● WORK TASK:
An exact reproduction of all the entries is the expected answer.

[Collected data]
┌──
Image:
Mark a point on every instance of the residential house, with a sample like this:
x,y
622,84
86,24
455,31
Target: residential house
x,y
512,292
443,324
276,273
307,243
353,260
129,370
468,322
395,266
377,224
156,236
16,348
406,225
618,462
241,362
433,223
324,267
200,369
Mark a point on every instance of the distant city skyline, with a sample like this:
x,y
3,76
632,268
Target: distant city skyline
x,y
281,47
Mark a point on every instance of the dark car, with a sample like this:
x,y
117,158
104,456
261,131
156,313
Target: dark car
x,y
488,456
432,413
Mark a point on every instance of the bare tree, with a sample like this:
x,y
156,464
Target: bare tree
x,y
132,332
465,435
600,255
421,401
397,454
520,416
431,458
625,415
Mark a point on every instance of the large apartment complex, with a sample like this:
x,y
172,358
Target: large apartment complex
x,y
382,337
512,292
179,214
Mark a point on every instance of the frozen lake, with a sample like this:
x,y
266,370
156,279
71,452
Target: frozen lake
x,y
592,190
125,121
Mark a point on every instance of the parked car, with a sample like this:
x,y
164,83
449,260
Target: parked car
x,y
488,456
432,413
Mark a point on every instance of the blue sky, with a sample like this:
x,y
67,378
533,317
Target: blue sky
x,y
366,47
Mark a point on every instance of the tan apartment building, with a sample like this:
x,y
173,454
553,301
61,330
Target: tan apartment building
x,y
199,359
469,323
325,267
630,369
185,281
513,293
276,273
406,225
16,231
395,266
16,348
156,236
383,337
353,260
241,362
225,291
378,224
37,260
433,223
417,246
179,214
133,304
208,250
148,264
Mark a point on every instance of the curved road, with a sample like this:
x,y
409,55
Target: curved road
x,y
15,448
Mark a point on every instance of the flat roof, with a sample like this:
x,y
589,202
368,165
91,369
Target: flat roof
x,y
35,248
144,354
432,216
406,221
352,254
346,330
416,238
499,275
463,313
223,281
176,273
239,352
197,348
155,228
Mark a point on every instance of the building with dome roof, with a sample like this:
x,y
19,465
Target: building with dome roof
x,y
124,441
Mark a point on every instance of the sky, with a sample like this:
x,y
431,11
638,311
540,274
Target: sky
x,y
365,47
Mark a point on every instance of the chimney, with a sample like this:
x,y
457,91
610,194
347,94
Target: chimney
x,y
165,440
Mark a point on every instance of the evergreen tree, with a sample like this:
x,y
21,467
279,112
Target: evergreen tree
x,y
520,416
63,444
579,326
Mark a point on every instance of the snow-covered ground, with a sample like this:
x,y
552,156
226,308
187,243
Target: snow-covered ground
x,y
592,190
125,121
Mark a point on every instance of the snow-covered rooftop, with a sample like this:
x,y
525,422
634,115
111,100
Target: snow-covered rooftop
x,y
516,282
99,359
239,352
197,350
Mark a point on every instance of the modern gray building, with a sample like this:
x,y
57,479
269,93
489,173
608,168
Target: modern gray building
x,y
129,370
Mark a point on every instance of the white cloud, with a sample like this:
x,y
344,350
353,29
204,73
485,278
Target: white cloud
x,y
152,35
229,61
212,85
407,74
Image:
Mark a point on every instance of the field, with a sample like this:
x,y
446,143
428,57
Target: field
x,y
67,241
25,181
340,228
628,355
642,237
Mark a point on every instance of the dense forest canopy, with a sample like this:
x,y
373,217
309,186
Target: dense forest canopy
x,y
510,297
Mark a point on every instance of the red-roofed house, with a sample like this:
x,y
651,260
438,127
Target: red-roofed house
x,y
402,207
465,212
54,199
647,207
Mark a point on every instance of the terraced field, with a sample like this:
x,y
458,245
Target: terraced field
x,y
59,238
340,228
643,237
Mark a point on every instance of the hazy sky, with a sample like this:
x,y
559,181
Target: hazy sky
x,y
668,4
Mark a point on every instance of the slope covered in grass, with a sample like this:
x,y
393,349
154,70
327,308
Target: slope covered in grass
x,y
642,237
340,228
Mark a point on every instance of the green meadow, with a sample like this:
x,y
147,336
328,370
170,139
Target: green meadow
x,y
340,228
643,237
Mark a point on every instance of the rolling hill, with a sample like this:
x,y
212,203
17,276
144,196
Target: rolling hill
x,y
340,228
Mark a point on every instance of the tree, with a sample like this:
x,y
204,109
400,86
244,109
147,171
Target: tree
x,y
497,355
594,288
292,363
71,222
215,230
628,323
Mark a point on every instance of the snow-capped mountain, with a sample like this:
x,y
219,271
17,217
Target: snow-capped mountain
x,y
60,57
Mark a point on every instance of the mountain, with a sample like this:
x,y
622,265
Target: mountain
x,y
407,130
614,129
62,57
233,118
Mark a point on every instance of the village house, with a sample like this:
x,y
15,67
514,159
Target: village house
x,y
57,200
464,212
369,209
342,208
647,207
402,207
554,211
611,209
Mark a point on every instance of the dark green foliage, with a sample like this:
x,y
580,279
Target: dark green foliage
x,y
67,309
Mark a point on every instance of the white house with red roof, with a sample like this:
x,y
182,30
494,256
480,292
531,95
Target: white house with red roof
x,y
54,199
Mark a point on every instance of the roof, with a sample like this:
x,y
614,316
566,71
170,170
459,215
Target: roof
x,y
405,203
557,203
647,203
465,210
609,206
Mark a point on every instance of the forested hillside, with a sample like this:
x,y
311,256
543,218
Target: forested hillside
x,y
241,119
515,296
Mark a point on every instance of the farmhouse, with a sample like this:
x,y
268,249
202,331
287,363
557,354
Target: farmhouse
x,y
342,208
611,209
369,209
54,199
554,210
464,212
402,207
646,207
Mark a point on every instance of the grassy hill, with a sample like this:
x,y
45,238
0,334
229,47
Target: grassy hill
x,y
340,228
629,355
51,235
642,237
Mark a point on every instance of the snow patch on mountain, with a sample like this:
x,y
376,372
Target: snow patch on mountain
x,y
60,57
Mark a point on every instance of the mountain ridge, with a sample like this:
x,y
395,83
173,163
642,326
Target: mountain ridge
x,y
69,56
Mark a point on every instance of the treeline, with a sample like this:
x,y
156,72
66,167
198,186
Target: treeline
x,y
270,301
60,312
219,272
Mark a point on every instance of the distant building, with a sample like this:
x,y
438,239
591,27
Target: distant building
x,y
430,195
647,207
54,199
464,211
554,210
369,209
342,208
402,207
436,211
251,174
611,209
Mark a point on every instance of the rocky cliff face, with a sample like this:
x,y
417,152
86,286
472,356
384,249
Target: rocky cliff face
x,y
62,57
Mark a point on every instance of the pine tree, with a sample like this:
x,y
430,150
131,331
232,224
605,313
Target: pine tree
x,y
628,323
└──
● COMPLETED TASK:
Image:
Mark a point on every instance of the residential house, with a sample like this:
x,y
622,84
86,24
455,31
Target: residential house
x,y
512,292
443,324
276,273
307,243
353,260
129,370
468,322
395,266
377,224
156,236
16,348
406,225
618,462
241,362
433,223
324,267
200,369
Mark a point on every instance of the distant city skyline, with a sample like this:
x,y
3,76
632,268
Target: distant city skyline
x,y
281,47
Mark a point on every instance of the dark car, with a sample like this:
x,y
117,158
104,456
261,131
156,313
Target: dark car
x,y
488,456
432,413
Mark a point on every instance of the bare tree, with a sample like this:
x,y
156,464
Target: bare tree
x,y
132,332
465,435
600,255
421,401
397,454
520,416
431,458
625,415
Mark a point on every instance of the large apartment complex, with a sample like this:
x,y
172,358
Target: large apartment complex
x,y
382,337
512,292
179,214
Mark a point on every instance of the frozen lake, with a sample like this:
x,y
266,370
156,279
71,452
Target: frozen lake
x,y
592,190
125,121
Mark a point on every instance of the parked car, with a sample like this:
x,y
164,83
449,260
Target: parked car
x,y
488,456
432,413
Mark a point on every instance of the blue sky, with a sample like this:
x,y
67,378
533,317
Target: blue sky
x,y
366,47
Mark a point on every instance of the tan apartment building, with a sample like this:
x,y
173,454
553,301
61,330
Target: tan apartment building
x,y
199,359
469,323
325,267
630,369
185,281
513,293
276,273
406,225
16,231
395,266
16,348
156,236
383,337
353,260
241,362
225,291
378,224
37,260
433,223
417,246
179,214
133,304
208,250
148,264
Mark a point on every instance of the curved road, with a sample like this:
x,y
409,55
Target: curved road
x,y
15,448
Mark a point on every instance of the flat roof, with a sample like this:
x,y
589,202
368,165
91,369
Target: flat roof
x,y
35,248
144,354
432,216
406,221
352,254
346,330
416,238
499,275
463,313
223,281
176,273
239,352
197,348
155,228
Mark a point on every instance of the building with dome roof, with a sample like this:
x,y
19,465
Target: building with dome roof
x,y
124,441
Mark a point on every instance of the sky, with a sample like this:
x,y
431,11
638,311
540,274
Target: sky
x,y
365,47
Mark a point on every instance of the chimney, with a sample like this:
x,y
457,91
610,194
347,94
Target: chimney
x,y
165,440
Mark a point on every instance of the evergreen tree, with a sample like this:
x,y
21,467
279,112
Target: evergreen tree
x,y
520,416
63,444
579,326
Mark a point on every instance of the snow-covered ground, with a sample like this:
x,y
552,156
226,308
187,243
Target: snow-covered ground
x,y
592,190
125,121
Mark a point on every instance of the snow-covered rooftop, with a sample like this:
x,y
525,422
634,115
111,100
Target: snow-covered rooftop
x,y
516,282
99,359
239,352
197,350
Mark a point on every instance of the modern gray building, with a sample like this:
x,y
57,479
269,93
489,173
608,168
Target: modern gray building
x,y
129,370
Mark a point on every instance of the white cloud, with a sample like this:
x,y
344,350
353,29
204,73
485,278
Target: white cloud
x,y
152,35
229,61
212,85
407,74
Image:
Mark a point on every instance of the field, with a sample like this:
x,y
446,143
428,57
Target: field
x,y
67,241
25,181
340,228
628,355
642,237
Mark a point on every instance of the dense forest canopy, with a sample like this:
x,y
373,217
309,186
Target: dense forest canopy
x,y
510,297
Mark a point on every instance of the red-roofed house, with a sample like this:
x,y
651,260
438,127
Target: red-roofed house
x,y
402,207
465,212
54,199
647,207
Mark a point on every instance of the terraced field, with a sample like this:
x,y
458,245
Target: terraced field
x,y
59,238
340,228
643,237
Mark a point on every instance of the hazy sky, with a sample like this:
x,y
559,181
Target: hazy sky
x,y
668,4
Mark a point on every instance of the slope covered in grass, with a sample like this:
x,y
393,349
154,70
327,308
Target: slope covered in grass
x,y
642,237
340,228
Mark a point on every instance of the green meadow, with a sample like this:
x,y
147,336
328,370
170,139
Target: green meadow
x,y
340,228
643,237
Mark a point on every instance of the rolling hill, with a sample like this:
x,y
212,203
17,276
144,196
Target: rolling hill
x,y
340,228
Mark a point on every instance of the tree, with a sample like this:
x,y
204,109
400,86
244,109
147,171
Target: tree
x,y
497,355
594,288
292,363
71,222
215,230
628,323
Mark a point on every instance of the snow-capped mountain, with a sample like this:
x,y
219,271
17,217
Target: snow-capped mountain
x,y
60,57
Mark a point on every instance of the mountain, with a sample like this:
x,y
622,265
Target: mountain
x,y
407,130
614,129
62,57
233,118
Mark a point on every instance of the village house, with a sample like this:
x,y
15,67
514,159
Target: village house
x,y
57,200
464,212
369,209
342,208
647,207
402,207
554,211
611,209
Mark a point on every instance of the dark green foliage, with a sample like this:
x,y
580,279
Target: dark green foliage
x,y
67,309
Mark a point on every instance of the white house with red roof, with a sample like this:
x,y
182,30
494,256
480,292
531,95
Target: white house with red roof
x,y
54,199
Mark a point on every instance of the roof, with a sample like this:
x,y
614,316
566,71
170,170
459,215
Target: roof
x,y
405,203
557,203
647,203
465,210
609,206
Mark a point on every instance of the forested hillside, with a sample like this:
x,y
311,256
543,218
Target: forested hillside
x,y
241,119
515,296
Mark a point on every instance of the farmhouse, with a sample like this:
x,y
268,249
202,331
287,363
557,354
Target: farmhouse
x,y
342,208
611,209
369,209
54,199
554,210
464,212
402,207
646,207
Mark a point on every instance of the grassy hill, with a sample like this:
x,y
45,238
0,334
229,47
Target: grassy hill
x,y
340,228
629,355
51,235
642,237
Mark a point on every instance of the snow patch on mountain, with a sample like this:
x,y
376,372
Target: snow patch on mountain
x,y
60,57
Mark a point on every instance of the mountain ridge, with a sample like this:
x,y
395,83
173,163
642,326
Target: mountain ridge
x,y
69,56
Mark a point on every instance of the treeline, with a sample like this:
x,y
156,72
66,167
198,186
Target: treeline
x,y
270,301
60,312
219,272
Mark a point on every instance of the distant building, with a sample like this:
x,y
438,239
591,27
Target: distant building
x,y
430,195
647,207
54,199
464,211
554,210
369,209
342,208
402,207
436,211
251,174
611,209
Mark a point on every instance of the rocky cliff face, with a sample like this:
x,y
417,152
86,286
472,356
384,249
Target: rocky cliff face
x,y
62,57
Mark a point on every instance of the pine tree, with a sample like this:
x,y
430,150
131,331
232,224
605,313
Target: pine tree
x,y
628,323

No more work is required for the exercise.